CHALLENGES =>
a: From the passage about Lillemor Rachlew, list the women named as the first to set foot on the Antarctic mainland.
b: According to the passage about Lillemor Rachlew, in what year were her photographs from an earlier Antarctic voyage published?

Start of QUOTED PASSAGE

= Lillemor Rachlew =

Norwegian polar explorer (1902–1983)

Lillemor Rachlew on board ship in Antarctica, 1936-37

Ingebjørg Lillemor Rachlew (née Enger; 7 January 1902 – 14 May 1983) was a Norwegian
Antarctic explorer. In 1937, she was one of four Norwegian women - Rachlew, Ingrid Christensen, Augusta Sofie Christensen, and Solveig Widerøe - who were the first women to set foot on the Antarctic mainland. The Four Ladies Bank, a submarine bank north of Prydz Bay was named after them.

On an earlier voyage to Antarctica, Rachlew took photographs which were published in 1934. Some sections from her diary were preserved and these are the earliest examples of a woman's writing about her travels in Antarctica.

End of QUOTED PASSAGE
Start of RECORD EXTRACTS

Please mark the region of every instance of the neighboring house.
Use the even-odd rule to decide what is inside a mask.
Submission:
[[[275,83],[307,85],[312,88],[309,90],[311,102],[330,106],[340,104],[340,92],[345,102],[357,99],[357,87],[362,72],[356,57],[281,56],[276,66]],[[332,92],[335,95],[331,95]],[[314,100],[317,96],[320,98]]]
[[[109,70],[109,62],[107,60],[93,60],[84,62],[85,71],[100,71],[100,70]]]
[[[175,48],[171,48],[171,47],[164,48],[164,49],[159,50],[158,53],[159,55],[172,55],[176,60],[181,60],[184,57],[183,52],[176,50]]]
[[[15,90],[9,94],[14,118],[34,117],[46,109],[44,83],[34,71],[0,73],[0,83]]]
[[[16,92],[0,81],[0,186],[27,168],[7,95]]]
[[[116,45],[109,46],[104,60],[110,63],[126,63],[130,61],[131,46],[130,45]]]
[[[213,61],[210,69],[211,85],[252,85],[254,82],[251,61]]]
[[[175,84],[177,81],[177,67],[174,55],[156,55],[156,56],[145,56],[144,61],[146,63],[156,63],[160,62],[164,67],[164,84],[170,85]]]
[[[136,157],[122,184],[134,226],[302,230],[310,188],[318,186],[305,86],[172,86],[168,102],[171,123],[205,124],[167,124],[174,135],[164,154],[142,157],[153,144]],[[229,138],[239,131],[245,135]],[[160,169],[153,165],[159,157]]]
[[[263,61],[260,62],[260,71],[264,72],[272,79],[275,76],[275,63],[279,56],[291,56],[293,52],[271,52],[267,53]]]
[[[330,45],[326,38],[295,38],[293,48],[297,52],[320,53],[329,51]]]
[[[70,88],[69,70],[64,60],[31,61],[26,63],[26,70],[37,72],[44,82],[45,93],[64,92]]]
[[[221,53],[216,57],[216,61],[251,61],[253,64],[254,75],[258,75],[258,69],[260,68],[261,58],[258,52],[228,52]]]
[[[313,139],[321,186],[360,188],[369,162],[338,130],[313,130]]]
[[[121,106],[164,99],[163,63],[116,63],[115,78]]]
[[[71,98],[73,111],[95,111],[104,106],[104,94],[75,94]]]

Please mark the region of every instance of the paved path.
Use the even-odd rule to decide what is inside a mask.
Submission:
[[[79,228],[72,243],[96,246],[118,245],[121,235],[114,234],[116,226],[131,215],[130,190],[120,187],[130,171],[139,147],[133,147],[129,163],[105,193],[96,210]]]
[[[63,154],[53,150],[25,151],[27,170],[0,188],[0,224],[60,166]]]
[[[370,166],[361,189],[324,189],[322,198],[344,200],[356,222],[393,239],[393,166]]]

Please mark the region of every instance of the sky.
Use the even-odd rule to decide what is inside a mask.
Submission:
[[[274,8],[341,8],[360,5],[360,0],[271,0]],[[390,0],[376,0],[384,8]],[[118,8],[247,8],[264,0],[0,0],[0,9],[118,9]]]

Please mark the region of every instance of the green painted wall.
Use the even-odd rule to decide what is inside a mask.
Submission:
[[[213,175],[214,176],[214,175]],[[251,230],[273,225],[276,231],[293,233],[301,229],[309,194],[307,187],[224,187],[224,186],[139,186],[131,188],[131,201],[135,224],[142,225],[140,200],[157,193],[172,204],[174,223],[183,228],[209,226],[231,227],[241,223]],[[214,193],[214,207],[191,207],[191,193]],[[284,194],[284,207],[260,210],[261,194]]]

End of RECORD EXTRACTS

TASK RESPONSES =>
a: Lillemor Rachlew, Ingrid Christensen, Augusta Sofie Christensen, and Solveig Widerøe

b: 1934